• WHAT IS REQUIRED
Every line from the one holding "Target: grass" through the one holding "Target: small tree" in the data below must be returned exactly, both ends included, with pictures left out and nothing else added.

• INFORMATION SHOWN
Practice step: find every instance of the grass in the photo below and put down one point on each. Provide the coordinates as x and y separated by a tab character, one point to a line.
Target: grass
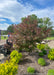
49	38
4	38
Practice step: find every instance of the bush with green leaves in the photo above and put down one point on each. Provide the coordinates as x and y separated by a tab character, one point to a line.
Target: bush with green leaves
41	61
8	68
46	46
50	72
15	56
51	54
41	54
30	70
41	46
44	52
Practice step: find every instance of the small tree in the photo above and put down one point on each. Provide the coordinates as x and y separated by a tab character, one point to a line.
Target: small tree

--

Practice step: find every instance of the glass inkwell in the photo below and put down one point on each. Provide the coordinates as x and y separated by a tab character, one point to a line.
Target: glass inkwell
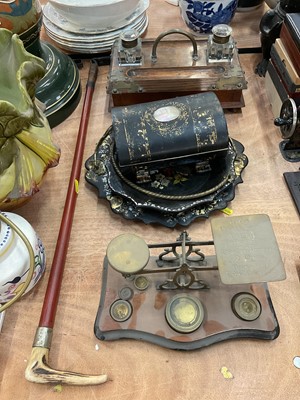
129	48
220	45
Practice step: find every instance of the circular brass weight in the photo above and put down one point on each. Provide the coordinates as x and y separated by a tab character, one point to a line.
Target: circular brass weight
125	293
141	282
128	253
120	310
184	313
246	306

• TASK RESPONSE
Target: grass
49	38
4	38
Practice step: find every instance of the bush with green leaves in the photo above and put down one point on each. Provide the coordinates as x and y separated by a tab character, one point to a line.
Target: bush with green leaves
41	61
8	68
46	46
50	72
15	56
51	54
41	54
30	70
41	46
44	52
Practice step: find every instance of the small tree in the photo above and put down one point on each. Provide the coordinates as x and y separated by a tab character, one point to a line.
Target: small tree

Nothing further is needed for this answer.